**** Text segment
DAVID: It depends what you mean by infrastructure. What we really need is social infrastructure, not technical infrastructure. Politicians love infrastructure projects, because that means railways, roads, bridges – things that are somehow instantly delivered through simple instruction. But what we’re missing is social infrastructure. The crisis we have is social.

When you talk about housing, the truth is, we have not been building housing for 25 years, 30 years. Housing was how we built society. Not through museums and headquarters. But on the other hand, it’s not enough to think that architecture is only a social act. We also want beauty.

It’s quite interesting talking to the design community. They are anxious, because they feel that consumerism can only go on so long. There’s a huge insecurity amongst furniture designers who have grown up with the notion that the application of design into industry was a good thing. There seems to be a loss of confidence in the things that seemed so secure for the last 30 years. I’m convinced that that’s going to affect the role of architecture or the role of architects. I don’t know to what degree it affects the role of artists, but it is impossible to go to an exhibition at the moment where the issue of the environment or of society is not a very strong component. At the same time, we still want to find beauty. We still want to find poetry. And that seems to be the difficulty.

THOMAS: I think art is in danger of becoming a little bit of an illustration of a theme. You almost have to be on the ‘right’ side of an issue and your artwork has to prove that it is on the right side, which is not the artistic part. I think artists themselves are on the chopping block more than before. And social media only contributes to that. So of course it has a consequence in the artworks you see around.

DAVID: But in your work, Thomas, you seem to have taken a very clear position that the piece has to stand on its own. The fact that there is something that amuses you or motivates you behind it is not the reason why the viewer should appreciate it.
********
§ **Task list**:
1: Answer these questions from the conversation about architecture, design, and art:
(a) What kind of infrastructure does David say is really needed?
(b) Which designers does David describe as having a huge insecurity?
(c) What does Thomas say art is in danger of becoming?
2: Resume the conversation about architecture, design, and art after its final line, keeping the same speakers and format.
**** Dataset extract
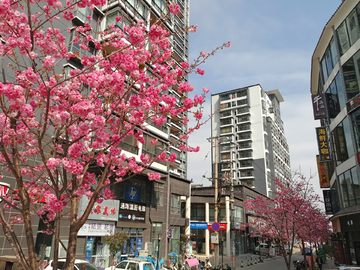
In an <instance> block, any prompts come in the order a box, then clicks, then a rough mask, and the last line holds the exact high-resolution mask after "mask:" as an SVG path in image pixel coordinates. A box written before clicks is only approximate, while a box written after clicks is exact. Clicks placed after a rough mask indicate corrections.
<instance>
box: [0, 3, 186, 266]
********
§ **Answers in order**:
1:
(a) Social infrastructure, not technical infrastructure.
(b) Furniture designers.
(c) A little bit of an illustration of a theme.

2:
THOMAS: Yes. But my own work is also understood within the narrative of ‘the guy who builds everything out of paper’. And it used to be ‘the guy who comes from Germany and just rebuilds Hitler’s bunker’. Whereas the discussion about Richard Serra is much less about who Richard Serra is than it is with me or with anyone from my generation, where it’s very, very much in the forefront. Who are they, where are they coming from, what is their biography? And now with the younger generation, it’s not only where they come from, but also, do they have the right opinions? I’m not incredibly excited about the social engineering part of what is happening right now and what you have to deliver as an artist.

I think that’s partly why architecture is becoming interesting. Because it seems to be a field where form is being taken seriously. It might also be a little bit of an escape route, I admit. It’s more that architecture provides a form of making a show than it does a form for making an artwork.

DAVID: Hal, you described this idea of immersive, nearly ephemeral architecture that one might occupy. The perspective was an internal one. It was something that one would occupy. Whereas it would seem to me that architectural production of the last 20 years has rather overemphasised the external form. I also think that architecture is not only about the three-dimensional qualities of a building but also about experience and how you occupy it. It seems to me that a lot of the crafting that we experience in the history of architecture has been in the qualities of interior architecture. But the commercial pressure and the real-estate pressure on construction nowadays tend to price out those immersive or ‘wasteful’ experiences. So it seems to stop the generosity and the gesture from happening.

It’s the same with open space. In London, you walk through a park and you think, wow, what a wonderful park. Then you think, how the hell did someone make a park? Imagine making a park nowadays – setting aside a large amount of land and saying you’re not going to build on that. It’s as if we can’t do that stuff anymore.

THOMAS: I would like to talk about the role of the model. Is the model something of interest in your architectural practice? What are the possibilities of digital planning versus having a physical model in a certain size?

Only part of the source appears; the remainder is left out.